● **Stated exercise**
Transcribe each record below word for word.

● **Provided information**

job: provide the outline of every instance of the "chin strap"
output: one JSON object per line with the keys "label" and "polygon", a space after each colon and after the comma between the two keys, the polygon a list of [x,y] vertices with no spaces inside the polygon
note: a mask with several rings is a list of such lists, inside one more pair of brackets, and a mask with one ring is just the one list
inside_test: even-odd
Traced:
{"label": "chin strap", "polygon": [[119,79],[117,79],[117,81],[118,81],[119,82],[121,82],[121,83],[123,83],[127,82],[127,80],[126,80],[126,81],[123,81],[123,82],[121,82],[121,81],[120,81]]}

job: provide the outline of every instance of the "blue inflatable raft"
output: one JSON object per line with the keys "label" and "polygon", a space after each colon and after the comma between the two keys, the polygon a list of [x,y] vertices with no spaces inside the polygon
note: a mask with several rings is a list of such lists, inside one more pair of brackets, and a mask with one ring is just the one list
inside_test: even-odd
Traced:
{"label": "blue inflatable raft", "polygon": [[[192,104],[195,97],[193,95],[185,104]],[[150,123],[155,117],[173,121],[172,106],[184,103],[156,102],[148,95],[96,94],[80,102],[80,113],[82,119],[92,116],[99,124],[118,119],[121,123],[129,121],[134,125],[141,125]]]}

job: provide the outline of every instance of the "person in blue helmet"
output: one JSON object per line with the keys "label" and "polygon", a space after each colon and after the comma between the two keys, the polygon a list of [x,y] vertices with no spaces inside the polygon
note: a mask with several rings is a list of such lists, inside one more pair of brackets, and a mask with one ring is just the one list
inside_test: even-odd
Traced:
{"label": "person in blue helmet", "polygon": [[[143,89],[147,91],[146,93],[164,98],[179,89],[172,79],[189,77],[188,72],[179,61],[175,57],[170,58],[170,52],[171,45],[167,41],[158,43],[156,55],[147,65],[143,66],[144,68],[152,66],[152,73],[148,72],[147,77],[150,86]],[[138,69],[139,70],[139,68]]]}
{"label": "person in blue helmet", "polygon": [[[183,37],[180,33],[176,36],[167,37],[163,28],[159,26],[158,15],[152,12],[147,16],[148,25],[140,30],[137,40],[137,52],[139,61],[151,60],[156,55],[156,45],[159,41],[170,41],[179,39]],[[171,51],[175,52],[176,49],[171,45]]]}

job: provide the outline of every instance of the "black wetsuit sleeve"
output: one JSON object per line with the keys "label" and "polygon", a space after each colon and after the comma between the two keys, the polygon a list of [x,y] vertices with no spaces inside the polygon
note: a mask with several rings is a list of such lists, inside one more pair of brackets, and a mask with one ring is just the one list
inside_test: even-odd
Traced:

● **Exercise solution**
job: provide the outline of every instance of the "chin strap"
output: one JSON object per line with the keys "label" and "polygon", a space after each colon and after the comma between the two keys, the polygon a list of [x,y] vertices with no spaces inside the polygon
note: a mask with several rings is a list of such lists, inside one more pair of brackets, and a mask with one ring is just the one list
inside_test: even-odd
Traced:
{"label": "chin strap", "polygon": [[119,79],[117,79],[117,81],[118,81],[119,82],[121,82],[121,83],[123,83],[127,82],[127,80],[126,80],[126,81],[123,81],[123,82],[121,82],[121,81],[120,81]]}

job: provide the outline of every instance of the "blue inflatable raft"
output: one JSON object per line with the keys "label" and "polygon", a space after each colon and after the comma between the two keys, the polygon a list of [x,y] vertices with no spaces inside the polygon
note: a mask with several rings is a list of such lists, inside one more pair of brackets, and a mask with one ring is just the one list
inside_test: even-odd
Traced:
{"label": "blue inflatable raft", "polygon": [[[192,104],[195,97],[193,95],[185,104]],[[150,123],[155,117],[173,121],[172,106],[184,103],[156,102],[148,95],[96,94],[80,102],[80,113],[82,119],[92,116],[99,124],[118,119],[121,123],[129,121],[134,125],[141,125]]]}

job: provide the outline of every instance of the "person in blue helmet"
output: one JSON object per line with the keys "label" and "polygon", a space after each colon and after the comma between the two keys, the polygon a list of [x,y] vertices with no spaces inside the polygon
note: a mask with several rings is a list of such lists, inside one more pair of brackets, and a mask with one ring is just the one list
inside_test: even-odd
Traced:
{"label": "person in blue helmet", "polygon": [[[143,89],[147,91],[146,93],[164,98],[179,89],[172,79],[189,77],[188,72],[179,61],[175,57],[170,58],[170,52],[171,45],[167,41],[158,43],[156,55],[147,65],[143,66],[144,68],[152,66],[152,73],[148,72],[147,77],[150,86]],[[138,69],[139,70],[139,68]]]}
{"label": "person in blue helmet", "polygon": [[[183,37],[180,33],[176,36],[167,37],[163,28],[159,26],[158,15],[152,12],[147,16],[148,25],[140,30],[137,40],[137,52],[139,61],[151,60],[156,55],[156,45],[159,41],[170,41],[179,39]],[[171,51],[175,52],[176,49],[171,45]]]}

job: provide the outline of every instance of the "black wetsuit sleeve"
output: one JSON object per line with the keys "label" and "polygon", a space after each colon and after the comma between the two keys, the polygon a list of [x,y] vertices with no spaces inside the polygon
note: a mask with several rings is a list of such lists, inside one more pair of brackets, and a mask with one ring is just the one list
inside_test: even-odd
Traced:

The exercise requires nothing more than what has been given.